DATA FOR THE TASK:
>> begin

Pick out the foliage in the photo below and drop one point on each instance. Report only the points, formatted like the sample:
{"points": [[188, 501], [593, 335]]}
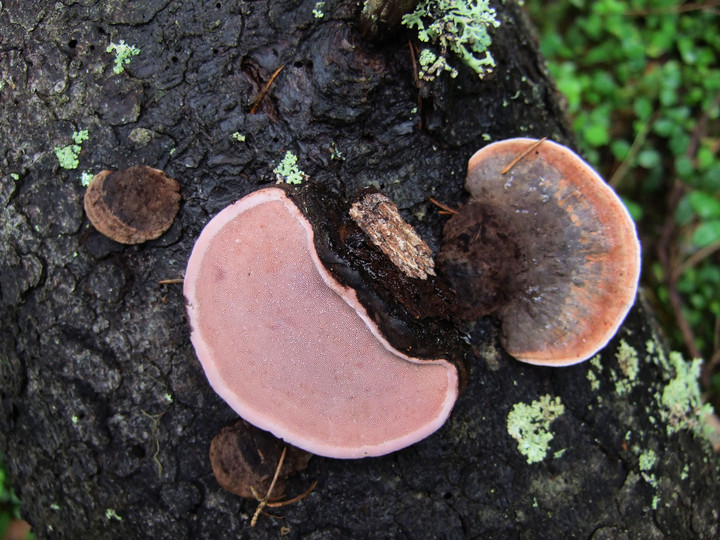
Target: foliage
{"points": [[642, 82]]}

>> end
>> begin

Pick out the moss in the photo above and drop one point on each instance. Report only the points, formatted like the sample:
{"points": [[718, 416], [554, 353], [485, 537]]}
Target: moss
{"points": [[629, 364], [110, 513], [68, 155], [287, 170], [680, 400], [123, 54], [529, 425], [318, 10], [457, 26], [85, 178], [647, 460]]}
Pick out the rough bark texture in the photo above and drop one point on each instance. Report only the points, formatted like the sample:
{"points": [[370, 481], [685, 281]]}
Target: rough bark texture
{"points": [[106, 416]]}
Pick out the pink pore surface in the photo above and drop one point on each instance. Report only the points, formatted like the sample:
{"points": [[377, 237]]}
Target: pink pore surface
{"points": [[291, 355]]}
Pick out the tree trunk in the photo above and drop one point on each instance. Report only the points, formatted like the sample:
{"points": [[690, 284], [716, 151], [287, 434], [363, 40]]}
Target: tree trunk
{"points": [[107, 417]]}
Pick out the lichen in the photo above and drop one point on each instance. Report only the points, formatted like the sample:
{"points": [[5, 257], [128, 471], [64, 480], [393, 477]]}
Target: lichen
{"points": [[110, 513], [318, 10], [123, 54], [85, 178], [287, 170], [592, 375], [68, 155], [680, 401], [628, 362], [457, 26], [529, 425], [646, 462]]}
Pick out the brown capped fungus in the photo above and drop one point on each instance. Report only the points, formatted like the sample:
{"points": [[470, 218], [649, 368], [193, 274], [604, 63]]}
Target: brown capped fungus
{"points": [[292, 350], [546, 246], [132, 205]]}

>> end

SHORT EXERCISE: Return each line of the records above that contains the word "pink".

RESPONSE:
Pick out the pink pore surface in the photo above and drop one point on each instance. Report only the points, formatted like the sample:
Target: pink pore surface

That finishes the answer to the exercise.